» The exercise
Copy every line of the data below, swapping "instance" for "occurrence" wherever it appears and changing nothing else. Leave the pictures out of your answer.
--- Start of Data listing ---
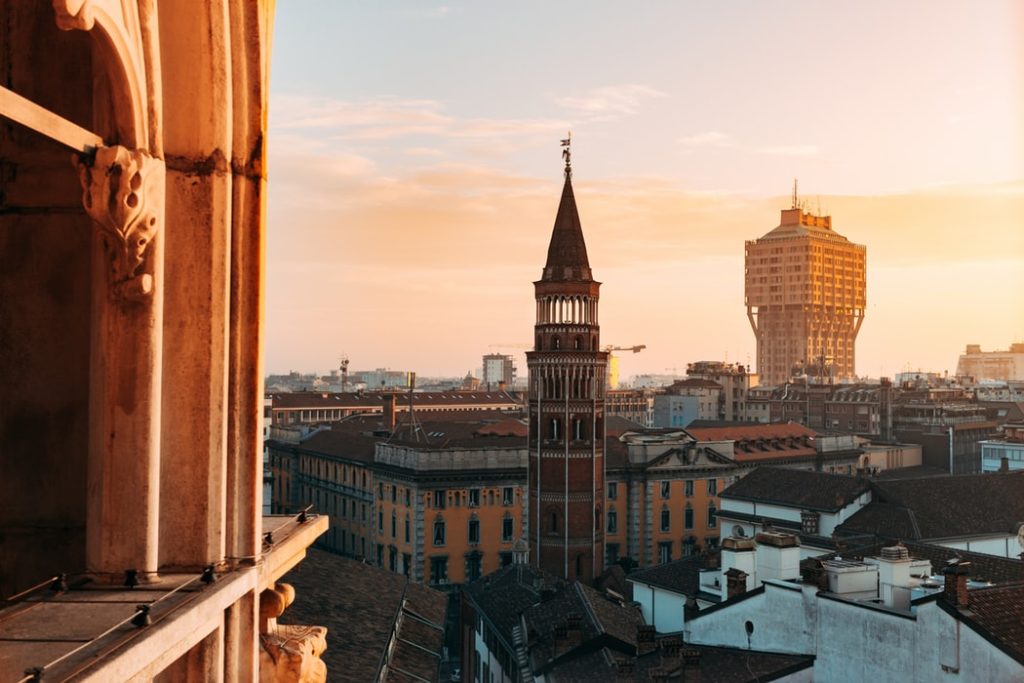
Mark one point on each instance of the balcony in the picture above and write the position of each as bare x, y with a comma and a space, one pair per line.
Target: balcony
93, 632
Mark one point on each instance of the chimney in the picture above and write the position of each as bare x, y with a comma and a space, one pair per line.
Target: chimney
691, 666
690, 608
954, 591
735, 583
624, 670
573, 632
561, 636
645, 639
894, 577
809, 521
389, 412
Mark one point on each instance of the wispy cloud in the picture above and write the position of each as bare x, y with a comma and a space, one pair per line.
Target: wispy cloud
387, 118
610, 99
720, 140
712, 138
425, 12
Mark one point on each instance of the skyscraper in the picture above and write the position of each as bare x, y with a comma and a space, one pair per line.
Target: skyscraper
566, 407
498, 368
805, 291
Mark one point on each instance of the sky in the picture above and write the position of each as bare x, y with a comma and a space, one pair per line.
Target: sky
415, 170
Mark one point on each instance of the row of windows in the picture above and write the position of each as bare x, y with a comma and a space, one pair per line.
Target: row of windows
474, 564
689, 546
666, 488
666, 519
440, 498
472, 531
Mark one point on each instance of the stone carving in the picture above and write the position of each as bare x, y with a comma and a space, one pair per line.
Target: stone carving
123, 194
74, 14
291, 654
288, 653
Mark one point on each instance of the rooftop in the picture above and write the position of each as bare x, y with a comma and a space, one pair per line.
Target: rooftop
90, 629
814, 491
400, 625
942, 507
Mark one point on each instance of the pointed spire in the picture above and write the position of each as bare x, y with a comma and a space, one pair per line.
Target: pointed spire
567, 251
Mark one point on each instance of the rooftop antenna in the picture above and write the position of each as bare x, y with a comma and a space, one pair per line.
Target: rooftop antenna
343, 367
567, 155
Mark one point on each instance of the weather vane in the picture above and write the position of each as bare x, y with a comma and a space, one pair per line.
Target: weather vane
567, 154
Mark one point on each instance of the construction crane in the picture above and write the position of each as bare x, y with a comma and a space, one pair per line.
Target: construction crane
636, 349
612, 378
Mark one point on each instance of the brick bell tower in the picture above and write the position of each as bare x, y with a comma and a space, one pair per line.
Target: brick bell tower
566, 406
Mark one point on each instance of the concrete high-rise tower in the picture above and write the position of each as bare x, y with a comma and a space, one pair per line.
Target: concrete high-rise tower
805, 296
566, 408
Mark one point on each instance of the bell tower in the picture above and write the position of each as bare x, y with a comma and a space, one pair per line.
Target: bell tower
566, 406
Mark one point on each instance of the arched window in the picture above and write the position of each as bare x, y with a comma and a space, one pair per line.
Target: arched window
554, 519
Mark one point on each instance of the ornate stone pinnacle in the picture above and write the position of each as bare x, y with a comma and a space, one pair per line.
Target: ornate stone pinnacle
123, 193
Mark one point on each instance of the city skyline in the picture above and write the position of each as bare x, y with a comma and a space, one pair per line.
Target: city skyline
407, 214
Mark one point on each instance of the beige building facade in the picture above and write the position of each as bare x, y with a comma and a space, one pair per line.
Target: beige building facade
806, 296
131, 292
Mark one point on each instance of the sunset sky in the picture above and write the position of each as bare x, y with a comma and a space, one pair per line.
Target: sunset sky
415, 172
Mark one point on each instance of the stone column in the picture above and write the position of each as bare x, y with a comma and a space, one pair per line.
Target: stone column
124, 196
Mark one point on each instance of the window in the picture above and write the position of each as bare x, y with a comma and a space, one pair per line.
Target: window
439, 532
611, 553
438, 569
473, 566
665, 552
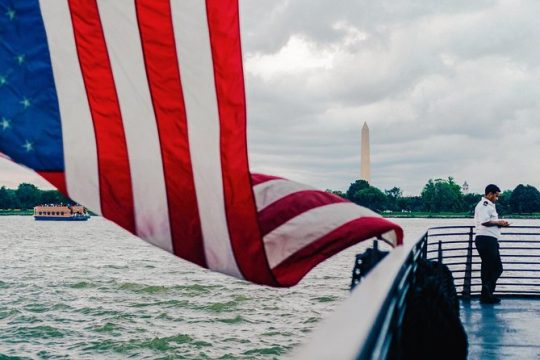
--- End of Data listing ---
» Correct response
Mark one point on each occurrence of the balcony in the picture above and write the position of each as bare x, y with a comma and a space, one pair per line.
Target: balcony
93, 632
Mark one point on each occurrence of the chimney in the picture above and write the position of each as bare x, y with a comma and a space, one pair per line.
Target: chimney
691, 666
690, 608
954, 591
735, 583
624, 670
573, 632
561, 636
645, 639
894, 577
809, 521
389, 412
Mark one point on each occurrence of the wispy cloud in the picture above and write the position of each as bare x, y with a comma and a space, one pair per line.
Target: wispy cloud
387, 118
610, 99
720, 140
712, 138
425, 12
Mark one point on each occurrence of the skyscraper in the picture above and write the position of each as bare x, y with a comma and a space, one pair per line.
Target: skyscraper
566, 407
498, 368
805, 291
Mark one point on each occurrence of the sky in the picture above and write the position of each as bare x, y with a comma and a space, one pair per line.
Target: sky
415, 170
Mark one point on each occurrence of the row of windows in the picture above and write the position of each as bare x, y with a comma and a space, one pair per line.
Target: row of windows
474, 564
689, 546
666, 488
666, 519
440, 498
472, 531
Mark one point on each occurrence of the stone carving in the picture above and write the position of each as bare x, y with a comma and a space, one pair per line.
Target: stone carving
123, 194
74, 14
291, 654
288, 653
Mark one point on each occurrence of the rooftop in the picture above and write the position of each as bare x, y with a comma and a space, one pair per line.
Target: rooftop
90, 629
814, 491
400, 625
942, 507
Mark one point on each occurrence of the pointed spire in the picture above and write the position of each as bare x, y with a comma and a space, one pair per line.
Target: pointed spire
567, 251
Mark one point on each occurrence of the rooftop antenna in the picture above and write the position of each as bare x, y with a comma and a space, one pair per line.
Target: rooftop antenna
343, 367
567, 155
Mark one point on each occurrence of the weather vane in the picture above and write the position of each as bare x, y with a comma and a space, one pair per line.
Target: weather vane
567, 154
Mark one point on each occurrence of the construction crane in the picture above and write the position of each as bare x, y with a comma and a space, one pair per line.
Target: construction crane
636, 349
612, 378
Mark one point on each occurrence of the brick bell tower in the picture above and write the position of each as bare x, y with a comma and a space, one pair per line.
Target: brick bell tower
566, 406
Mark one point on each occurrence of the concrete high-rise tower in the picture above and write the position of each as bare x, y with a comma and a space, one pair per line.
Target: concrete high-rise tower
805, 296
566, 408
Mark one point on each occurrence of the bell tower in the picture above and write the position of each as bare x, y with a comma and a space, one pair per line.
Target: bell tower
566, 406
Mark one point on each occurrence of the arched window in the picture above and write the position of each as bare x, y with a comma and a space, one pair per line.
Target: arched window
554, 519
Mark one point on each occurrence of the ornate stone pinnacle in the picture above and write the position of each as bare x, y with a comma and a space, one pair per line.
Target: ornate stone pinnacle
123, 193
Mark one point on each occurrence of the city skyline in the picture above and write the position of each as bare x, y with a comma and a space, one pair per line.
Target: city skyline
407, 214
Mark one point on each occurrence of the beige building facade in the picture above and write the position of each as bare x, y with a comma and a space, one pair per line.
Target: beige building facade
806, 296
131, 292
Mark one point on each occurrence of the sunset sky in the picture above and write the position of each as bare x, y with a comma and a space, one pair per line.
Target: sunset sky
415, 172
Mark one point on each occurrence of the stone column in the picture above and write the position of each as bare x, y with a comma and a space, one pair per line.
Target: stone column
124, 196
Mark one point on each occurrence of the window in the picture above and write the position of each as bare x, y with a comma and a space, one pair per line.
Target: window
439, 532
611, 553
438, 569
473, 566
665, 552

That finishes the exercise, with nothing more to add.